Each line that includes "folded" must be copied from the records.

--------------------------------------------------

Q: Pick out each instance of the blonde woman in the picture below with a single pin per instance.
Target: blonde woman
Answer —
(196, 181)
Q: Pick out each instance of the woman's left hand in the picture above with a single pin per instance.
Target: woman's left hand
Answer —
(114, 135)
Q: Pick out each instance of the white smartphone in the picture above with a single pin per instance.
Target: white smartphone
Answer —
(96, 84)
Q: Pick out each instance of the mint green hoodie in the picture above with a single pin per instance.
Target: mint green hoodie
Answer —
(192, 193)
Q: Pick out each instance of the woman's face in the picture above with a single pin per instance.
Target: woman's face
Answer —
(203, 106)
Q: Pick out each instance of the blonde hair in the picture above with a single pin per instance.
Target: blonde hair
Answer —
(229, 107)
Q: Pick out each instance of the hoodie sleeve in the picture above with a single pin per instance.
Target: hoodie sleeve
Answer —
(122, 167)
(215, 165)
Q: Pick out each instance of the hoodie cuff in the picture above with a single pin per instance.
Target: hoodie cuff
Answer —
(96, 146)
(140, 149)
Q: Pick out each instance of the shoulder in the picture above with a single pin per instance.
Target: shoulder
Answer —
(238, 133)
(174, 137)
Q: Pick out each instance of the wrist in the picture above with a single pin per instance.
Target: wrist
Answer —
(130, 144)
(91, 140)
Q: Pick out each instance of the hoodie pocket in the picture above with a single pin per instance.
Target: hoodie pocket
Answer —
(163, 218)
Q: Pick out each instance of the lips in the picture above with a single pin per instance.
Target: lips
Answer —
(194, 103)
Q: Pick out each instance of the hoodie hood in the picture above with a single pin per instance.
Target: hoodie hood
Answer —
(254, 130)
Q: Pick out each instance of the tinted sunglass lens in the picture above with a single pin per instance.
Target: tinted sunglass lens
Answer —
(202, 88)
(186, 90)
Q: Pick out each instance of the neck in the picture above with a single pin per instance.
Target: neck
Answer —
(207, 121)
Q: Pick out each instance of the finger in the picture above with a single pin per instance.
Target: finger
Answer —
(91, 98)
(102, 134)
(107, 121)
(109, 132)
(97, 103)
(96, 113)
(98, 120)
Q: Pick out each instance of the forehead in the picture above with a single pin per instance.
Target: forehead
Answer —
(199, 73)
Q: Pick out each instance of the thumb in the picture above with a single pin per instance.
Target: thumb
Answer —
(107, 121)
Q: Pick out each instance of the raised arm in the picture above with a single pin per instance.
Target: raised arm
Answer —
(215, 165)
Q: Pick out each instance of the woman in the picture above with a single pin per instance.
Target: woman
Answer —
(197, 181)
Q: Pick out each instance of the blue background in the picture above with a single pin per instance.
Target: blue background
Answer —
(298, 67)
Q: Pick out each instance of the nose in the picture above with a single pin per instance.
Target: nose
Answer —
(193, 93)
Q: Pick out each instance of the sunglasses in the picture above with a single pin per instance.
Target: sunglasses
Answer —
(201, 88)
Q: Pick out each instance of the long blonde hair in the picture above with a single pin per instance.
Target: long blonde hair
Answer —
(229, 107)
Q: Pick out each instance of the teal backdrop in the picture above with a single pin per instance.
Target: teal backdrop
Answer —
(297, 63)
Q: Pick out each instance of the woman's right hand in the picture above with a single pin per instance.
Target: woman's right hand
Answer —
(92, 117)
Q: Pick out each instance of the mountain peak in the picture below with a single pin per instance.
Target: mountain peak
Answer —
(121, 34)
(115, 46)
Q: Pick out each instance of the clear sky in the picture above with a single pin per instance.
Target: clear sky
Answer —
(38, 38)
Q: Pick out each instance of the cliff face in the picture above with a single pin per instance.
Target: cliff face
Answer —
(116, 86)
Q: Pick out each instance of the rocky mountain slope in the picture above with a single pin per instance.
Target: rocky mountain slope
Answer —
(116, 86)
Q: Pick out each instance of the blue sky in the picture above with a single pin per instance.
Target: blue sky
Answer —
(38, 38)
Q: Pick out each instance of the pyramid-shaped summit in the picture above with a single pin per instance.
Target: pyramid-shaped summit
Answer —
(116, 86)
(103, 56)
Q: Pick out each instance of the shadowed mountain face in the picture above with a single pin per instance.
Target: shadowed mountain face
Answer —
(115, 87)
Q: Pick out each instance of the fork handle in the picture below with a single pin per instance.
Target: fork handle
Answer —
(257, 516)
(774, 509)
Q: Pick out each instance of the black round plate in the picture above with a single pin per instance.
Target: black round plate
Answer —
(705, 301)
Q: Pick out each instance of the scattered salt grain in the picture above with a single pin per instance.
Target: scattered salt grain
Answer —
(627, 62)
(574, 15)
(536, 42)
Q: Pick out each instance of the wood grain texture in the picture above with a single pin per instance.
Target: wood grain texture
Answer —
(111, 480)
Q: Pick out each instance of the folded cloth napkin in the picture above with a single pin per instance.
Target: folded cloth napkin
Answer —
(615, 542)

--------------------------------------------------

**Exercise response:**
Q: Pick out each instance of the folded cloth napkin in the picture above with a single pin per instance.
Target: folded cloth napkin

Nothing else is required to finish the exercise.